» AIM OF THE TASK: Scan the records for the string "girl"; copy each line where it occurs.

Photo-based referring expression data
+++

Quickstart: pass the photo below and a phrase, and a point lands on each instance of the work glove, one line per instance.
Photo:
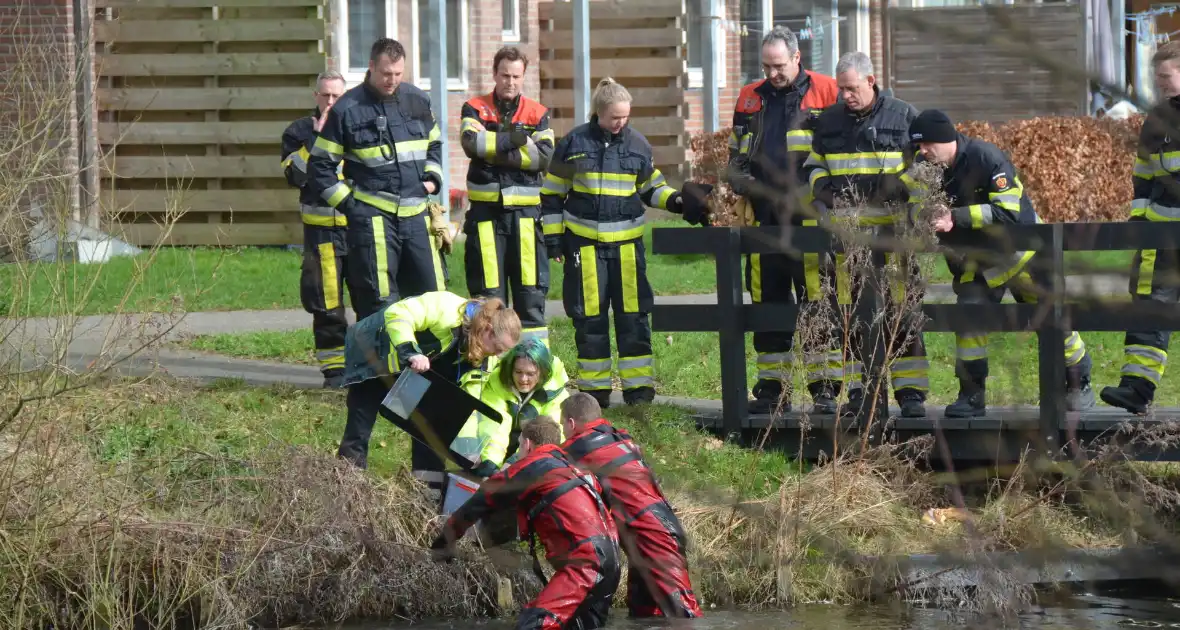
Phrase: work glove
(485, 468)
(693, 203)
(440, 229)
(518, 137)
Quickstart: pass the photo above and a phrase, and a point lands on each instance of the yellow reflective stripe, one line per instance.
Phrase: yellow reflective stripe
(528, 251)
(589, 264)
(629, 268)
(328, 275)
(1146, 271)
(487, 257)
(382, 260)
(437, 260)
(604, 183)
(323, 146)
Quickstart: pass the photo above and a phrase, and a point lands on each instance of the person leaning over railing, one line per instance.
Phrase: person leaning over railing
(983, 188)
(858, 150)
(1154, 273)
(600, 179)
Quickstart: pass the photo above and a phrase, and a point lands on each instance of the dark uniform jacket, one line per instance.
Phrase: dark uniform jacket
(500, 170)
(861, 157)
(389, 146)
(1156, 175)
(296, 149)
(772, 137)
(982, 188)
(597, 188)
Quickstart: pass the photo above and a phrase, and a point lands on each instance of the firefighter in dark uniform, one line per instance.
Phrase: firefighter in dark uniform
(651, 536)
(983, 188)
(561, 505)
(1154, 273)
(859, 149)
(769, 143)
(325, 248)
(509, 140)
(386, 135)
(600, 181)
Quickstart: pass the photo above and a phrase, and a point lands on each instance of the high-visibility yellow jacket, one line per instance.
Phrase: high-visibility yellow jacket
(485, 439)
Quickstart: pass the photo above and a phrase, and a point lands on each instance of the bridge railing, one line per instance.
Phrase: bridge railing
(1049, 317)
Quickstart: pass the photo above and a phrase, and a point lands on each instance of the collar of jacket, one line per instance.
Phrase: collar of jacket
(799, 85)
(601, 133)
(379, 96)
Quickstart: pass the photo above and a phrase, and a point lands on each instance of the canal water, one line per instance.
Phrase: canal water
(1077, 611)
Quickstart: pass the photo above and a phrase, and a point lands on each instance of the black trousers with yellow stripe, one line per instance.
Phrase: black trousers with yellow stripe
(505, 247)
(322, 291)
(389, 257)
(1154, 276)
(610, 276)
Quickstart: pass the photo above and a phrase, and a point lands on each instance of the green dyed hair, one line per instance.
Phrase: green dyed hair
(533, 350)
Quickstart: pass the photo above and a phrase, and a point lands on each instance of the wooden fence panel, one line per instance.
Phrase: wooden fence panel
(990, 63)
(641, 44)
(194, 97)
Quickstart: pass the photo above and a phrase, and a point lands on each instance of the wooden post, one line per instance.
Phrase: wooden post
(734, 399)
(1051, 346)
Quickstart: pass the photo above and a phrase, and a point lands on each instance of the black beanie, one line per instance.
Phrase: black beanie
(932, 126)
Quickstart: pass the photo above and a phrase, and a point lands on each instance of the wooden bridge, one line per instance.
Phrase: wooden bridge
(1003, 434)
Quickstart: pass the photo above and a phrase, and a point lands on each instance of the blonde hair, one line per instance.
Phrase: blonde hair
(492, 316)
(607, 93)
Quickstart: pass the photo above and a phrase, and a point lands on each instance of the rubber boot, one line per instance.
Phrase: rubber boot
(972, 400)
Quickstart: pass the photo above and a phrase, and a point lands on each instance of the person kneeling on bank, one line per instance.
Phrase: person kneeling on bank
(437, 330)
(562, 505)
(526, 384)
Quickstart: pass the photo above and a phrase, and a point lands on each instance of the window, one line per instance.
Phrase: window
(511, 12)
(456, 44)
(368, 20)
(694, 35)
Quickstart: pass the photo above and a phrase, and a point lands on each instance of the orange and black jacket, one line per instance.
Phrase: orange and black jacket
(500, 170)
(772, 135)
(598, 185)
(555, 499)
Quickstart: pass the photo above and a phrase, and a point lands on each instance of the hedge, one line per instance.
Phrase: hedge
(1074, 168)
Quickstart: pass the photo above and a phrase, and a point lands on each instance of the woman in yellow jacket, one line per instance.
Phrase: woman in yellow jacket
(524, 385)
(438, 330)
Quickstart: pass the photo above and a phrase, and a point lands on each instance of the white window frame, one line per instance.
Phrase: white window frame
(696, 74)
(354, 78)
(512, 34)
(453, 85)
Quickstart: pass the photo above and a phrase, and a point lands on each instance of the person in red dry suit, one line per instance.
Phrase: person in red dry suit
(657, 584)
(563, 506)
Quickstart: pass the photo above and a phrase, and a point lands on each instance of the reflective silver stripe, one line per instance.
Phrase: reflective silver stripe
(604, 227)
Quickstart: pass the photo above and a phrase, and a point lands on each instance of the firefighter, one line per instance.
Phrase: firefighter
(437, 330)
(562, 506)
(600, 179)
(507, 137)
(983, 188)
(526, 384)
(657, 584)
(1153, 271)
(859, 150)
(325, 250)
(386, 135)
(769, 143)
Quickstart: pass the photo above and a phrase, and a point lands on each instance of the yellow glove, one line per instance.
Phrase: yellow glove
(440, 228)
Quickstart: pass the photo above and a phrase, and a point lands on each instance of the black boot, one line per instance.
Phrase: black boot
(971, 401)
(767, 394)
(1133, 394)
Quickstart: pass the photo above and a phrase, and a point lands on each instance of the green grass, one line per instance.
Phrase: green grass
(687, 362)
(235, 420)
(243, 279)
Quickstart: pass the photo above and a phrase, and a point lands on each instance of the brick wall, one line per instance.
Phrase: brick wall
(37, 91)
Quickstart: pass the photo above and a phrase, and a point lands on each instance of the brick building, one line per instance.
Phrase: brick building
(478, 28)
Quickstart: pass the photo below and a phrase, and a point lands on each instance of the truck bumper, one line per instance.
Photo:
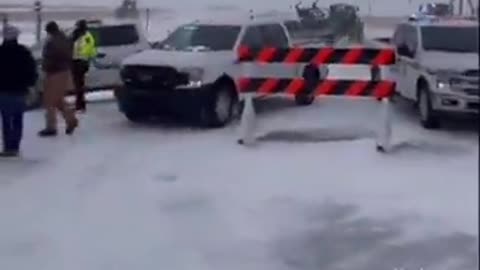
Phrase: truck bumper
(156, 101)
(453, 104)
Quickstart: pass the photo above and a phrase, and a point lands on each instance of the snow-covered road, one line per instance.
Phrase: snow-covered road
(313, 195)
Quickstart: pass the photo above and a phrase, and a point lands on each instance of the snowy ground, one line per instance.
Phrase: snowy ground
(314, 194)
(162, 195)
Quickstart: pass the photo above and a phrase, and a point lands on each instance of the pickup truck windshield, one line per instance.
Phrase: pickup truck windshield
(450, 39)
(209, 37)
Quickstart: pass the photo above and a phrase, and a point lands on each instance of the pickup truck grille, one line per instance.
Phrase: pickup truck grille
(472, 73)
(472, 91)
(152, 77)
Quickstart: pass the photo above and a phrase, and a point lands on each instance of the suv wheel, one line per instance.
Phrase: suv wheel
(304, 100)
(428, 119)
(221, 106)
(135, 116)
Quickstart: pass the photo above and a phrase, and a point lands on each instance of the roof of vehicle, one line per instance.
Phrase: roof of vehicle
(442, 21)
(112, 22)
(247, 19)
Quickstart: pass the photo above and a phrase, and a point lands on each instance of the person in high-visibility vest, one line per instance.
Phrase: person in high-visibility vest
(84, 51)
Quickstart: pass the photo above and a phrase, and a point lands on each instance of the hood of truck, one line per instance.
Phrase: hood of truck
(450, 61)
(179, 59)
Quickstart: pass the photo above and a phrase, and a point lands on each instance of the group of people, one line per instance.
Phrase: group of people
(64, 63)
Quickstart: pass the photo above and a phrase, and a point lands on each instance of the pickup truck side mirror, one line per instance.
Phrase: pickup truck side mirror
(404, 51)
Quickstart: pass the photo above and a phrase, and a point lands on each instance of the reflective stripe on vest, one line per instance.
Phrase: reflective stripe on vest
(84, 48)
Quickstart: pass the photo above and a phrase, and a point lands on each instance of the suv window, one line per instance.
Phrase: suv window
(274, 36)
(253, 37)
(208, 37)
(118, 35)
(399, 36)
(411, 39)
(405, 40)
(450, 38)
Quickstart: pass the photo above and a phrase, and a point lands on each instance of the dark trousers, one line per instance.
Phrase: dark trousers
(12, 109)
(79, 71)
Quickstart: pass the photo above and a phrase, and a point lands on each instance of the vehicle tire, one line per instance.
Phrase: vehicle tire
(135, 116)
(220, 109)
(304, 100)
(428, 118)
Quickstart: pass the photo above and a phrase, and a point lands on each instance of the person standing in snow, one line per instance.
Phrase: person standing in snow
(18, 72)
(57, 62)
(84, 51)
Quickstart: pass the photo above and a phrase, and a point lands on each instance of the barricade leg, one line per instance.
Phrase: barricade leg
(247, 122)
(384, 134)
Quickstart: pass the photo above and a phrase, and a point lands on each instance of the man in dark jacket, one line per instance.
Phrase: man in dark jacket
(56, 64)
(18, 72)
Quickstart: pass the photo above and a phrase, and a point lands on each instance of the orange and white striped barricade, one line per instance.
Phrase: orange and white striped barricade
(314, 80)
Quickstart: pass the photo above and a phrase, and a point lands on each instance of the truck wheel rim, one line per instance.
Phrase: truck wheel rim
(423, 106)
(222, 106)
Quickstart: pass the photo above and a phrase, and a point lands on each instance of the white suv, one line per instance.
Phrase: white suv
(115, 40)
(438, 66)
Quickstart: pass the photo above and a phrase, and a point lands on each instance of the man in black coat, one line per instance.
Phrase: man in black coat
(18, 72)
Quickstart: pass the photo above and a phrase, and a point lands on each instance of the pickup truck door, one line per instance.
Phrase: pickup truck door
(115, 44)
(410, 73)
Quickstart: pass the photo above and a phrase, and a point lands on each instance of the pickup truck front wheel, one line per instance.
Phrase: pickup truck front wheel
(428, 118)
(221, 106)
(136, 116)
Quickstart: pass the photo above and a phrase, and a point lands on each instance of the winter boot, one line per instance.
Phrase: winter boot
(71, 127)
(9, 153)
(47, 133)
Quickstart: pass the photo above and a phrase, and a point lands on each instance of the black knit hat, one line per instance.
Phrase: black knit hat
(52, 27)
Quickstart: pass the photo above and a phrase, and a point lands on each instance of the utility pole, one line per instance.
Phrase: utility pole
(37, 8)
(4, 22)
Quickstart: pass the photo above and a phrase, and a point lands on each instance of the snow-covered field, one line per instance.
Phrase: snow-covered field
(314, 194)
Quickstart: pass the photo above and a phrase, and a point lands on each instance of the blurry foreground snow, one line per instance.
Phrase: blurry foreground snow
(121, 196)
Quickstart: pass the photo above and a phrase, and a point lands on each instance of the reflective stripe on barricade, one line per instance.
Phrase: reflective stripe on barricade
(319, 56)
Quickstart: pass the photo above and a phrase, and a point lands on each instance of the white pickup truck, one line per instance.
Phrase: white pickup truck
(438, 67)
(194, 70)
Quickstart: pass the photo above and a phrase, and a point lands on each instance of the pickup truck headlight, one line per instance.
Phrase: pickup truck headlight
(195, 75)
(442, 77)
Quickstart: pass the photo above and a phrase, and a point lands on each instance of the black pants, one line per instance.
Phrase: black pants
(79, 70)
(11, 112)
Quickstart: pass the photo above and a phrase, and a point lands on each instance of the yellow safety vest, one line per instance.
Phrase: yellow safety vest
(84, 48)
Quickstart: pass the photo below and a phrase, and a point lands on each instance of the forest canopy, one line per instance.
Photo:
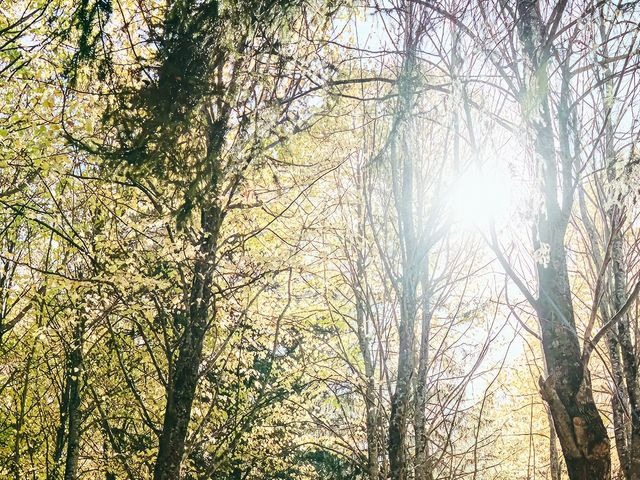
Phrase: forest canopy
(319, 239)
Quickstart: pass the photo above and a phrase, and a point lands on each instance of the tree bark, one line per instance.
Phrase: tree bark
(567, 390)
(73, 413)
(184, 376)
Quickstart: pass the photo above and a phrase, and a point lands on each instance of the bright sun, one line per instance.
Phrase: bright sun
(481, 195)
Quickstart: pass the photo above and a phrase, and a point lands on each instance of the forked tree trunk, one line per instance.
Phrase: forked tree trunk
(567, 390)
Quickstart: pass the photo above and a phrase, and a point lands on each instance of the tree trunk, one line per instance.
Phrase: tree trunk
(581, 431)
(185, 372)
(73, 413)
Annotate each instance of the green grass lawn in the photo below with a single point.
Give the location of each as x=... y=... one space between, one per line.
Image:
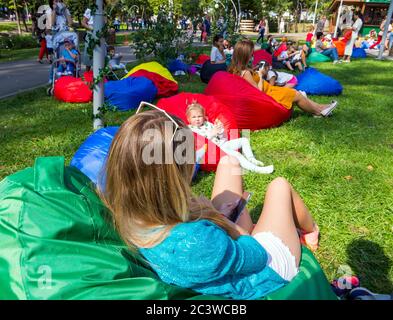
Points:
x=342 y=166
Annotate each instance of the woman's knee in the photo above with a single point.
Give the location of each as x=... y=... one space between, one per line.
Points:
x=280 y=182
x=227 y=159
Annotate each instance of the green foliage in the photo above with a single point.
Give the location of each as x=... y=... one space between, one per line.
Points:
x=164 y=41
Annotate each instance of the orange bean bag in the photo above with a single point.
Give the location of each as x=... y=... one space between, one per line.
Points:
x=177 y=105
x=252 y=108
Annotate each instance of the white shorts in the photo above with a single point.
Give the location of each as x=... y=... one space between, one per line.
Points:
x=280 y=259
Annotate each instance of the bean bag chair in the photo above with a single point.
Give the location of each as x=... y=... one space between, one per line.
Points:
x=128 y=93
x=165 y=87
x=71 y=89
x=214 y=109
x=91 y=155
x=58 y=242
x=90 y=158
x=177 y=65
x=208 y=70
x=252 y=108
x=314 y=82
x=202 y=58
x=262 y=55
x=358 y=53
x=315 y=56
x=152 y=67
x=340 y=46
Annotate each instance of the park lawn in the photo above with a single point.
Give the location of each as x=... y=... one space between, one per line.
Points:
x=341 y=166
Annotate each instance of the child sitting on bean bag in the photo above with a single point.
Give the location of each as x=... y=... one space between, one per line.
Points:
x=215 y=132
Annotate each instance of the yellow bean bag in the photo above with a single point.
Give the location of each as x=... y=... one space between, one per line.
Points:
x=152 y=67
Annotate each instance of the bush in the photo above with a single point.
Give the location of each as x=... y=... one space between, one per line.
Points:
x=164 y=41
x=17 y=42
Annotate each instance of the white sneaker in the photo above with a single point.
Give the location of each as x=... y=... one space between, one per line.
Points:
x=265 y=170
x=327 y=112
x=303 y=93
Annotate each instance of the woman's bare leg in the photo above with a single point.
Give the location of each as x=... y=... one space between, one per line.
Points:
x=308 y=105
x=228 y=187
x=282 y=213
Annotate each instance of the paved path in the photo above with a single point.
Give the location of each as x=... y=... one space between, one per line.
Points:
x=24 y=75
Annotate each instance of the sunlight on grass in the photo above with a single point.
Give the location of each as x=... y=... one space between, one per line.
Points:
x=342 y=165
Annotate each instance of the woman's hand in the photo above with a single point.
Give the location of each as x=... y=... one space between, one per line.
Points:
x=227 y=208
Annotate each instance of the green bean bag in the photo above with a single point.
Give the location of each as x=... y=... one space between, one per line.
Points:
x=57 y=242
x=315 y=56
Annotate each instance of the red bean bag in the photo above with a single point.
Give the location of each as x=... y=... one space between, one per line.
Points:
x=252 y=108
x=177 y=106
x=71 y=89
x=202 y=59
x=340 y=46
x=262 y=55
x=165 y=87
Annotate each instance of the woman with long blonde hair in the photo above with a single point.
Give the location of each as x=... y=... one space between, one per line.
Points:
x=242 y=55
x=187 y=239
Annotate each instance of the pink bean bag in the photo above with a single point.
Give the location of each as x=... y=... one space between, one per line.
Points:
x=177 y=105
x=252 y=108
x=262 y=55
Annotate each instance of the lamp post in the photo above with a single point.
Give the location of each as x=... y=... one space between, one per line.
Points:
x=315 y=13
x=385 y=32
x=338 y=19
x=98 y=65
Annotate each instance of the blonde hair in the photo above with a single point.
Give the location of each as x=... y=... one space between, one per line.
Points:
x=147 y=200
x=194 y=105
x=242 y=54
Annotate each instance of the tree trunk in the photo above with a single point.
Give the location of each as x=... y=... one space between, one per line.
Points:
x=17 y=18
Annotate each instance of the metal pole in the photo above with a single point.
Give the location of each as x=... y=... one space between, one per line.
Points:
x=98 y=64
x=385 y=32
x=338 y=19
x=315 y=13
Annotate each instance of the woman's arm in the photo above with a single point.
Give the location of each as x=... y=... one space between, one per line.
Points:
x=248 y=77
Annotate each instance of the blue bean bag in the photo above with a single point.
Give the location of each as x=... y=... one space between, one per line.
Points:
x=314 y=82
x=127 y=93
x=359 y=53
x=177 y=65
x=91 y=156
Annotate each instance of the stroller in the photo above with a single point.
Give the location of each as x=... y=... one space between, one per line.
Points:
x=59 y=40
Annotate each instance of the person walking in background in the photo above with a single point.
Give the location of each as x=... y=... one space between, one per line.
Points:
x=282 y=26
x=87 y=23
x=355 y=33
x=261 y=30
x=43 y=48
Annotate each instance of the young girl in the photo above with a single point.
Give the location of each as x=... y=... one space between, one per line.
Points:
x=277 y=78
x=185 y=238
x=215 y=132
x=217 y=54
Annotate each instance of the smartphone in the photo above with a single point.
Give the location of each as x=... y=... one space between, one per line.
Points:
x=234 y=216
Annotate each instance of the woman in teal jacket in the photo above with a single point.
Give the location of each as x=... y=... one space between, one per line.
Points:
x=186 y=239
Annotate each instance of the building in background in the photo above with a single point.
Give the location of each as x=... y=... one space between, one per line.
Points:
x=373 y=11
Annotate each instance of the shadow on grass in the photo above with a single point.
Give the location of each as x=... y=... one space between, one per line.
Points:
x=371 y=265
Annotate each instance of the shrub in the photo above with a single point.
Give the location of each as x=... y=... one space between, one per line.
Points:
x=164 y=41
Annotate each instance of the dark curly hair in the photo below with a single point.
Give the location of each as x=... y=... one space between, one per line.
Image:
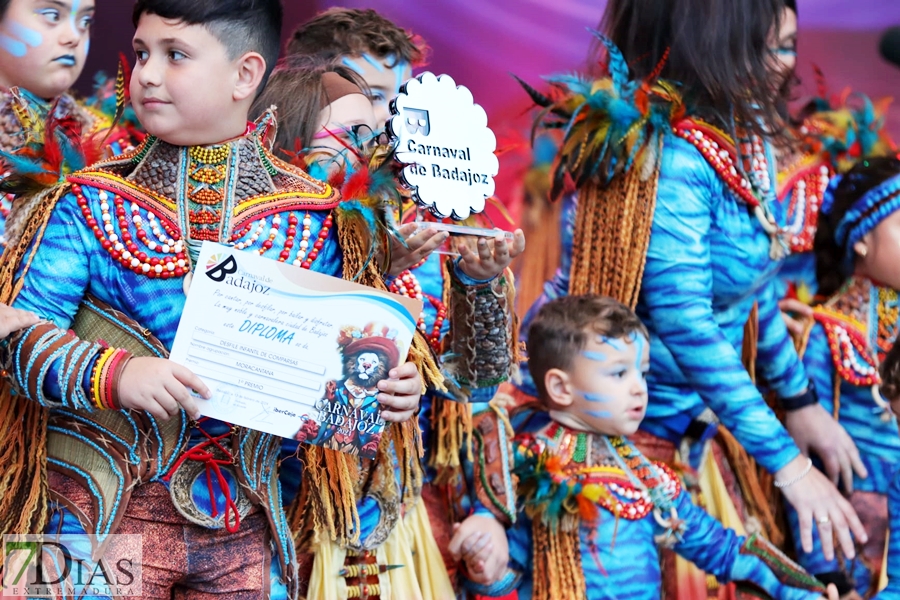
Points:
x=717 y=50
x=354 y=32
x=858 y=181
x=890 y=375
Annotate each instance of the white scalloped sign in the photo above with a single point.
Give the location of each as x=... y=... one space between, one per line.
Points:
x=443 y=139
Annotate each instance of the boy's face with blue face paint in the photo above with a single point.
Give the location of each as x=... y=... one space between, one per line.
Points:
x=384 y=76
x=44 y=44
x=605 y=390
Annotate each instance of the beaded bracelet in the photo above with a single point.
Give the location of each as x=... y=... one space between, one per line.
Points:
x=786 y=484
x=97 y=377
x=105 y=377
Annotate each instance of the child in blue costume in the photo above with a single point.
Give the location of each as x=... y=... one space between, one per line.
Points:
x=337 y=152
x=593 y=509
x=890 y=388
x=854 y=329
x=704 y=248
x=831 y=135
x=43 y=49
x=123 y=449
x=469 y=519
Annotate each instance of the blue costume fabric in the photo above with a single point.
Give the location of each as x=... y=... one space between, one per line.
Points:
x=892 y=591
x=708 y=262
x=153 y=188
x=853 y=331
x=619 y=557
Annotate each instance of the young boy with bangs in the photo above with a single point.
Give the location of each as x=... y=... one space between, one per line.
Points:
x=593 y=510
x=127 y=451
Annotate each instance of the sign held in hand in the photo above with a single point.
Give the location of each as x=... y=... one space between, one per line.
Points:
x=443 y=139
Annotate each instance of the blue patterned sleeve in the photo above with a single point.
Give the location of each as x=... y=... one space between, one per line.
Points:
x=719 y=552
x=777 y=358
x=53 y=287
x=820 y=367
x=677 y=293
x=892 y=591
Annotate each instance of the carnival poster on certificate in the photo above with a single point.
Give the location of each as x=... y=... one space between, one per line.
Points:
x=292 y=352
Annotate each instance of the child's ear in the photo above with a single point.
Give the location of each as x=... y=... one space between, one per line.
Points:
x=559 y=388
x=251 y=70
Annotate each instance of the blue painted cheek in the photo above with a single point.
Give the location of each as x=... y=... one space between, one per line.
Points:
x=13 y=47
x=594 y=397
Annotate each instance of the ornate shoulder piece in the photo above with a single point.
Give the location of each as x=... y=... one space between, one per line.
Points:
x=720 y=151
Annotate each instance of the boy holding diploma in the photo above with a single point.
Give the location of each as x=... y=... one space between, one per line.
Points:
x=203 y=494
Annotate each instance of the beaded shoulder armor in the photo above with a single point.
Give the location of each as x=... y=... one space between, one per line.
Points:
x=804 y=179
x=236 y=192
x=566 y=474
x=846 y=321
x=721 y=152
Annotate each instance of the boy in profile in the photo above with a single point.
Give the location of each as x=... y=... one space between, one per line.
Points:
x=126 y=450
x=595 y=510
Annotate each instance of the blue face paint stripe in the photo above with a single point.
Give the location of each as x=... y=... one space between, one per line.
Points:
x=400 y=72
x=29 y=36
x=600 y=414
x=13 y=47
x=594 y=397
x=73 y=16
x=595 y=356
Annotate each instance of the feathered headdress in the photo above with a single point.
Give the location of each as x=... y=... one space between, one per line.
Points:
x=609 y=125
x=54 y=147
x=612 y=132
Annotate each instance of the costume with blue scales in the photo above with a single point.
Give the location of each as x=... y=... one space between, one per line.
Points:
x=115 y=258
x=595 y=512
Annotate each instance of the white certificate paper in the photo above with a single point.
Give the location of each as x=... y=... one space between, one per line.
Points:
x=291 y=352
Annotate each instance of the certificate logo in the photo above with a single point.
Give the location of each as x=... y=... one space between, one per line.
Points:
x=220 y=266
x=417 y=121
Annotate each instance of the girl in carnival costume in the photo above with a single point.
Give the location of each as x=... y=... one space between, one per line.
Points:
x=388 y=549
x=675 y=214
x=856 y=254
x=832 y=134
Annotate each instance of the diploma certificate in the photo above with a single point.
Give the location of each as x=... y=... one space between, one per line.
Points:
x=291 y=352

+++

» EXPECTED ANSWER:
Annotate each instance of the young girl in the photo above with a single point.
Annotate each instance of the girl in carnival costume in the photo above with a single point.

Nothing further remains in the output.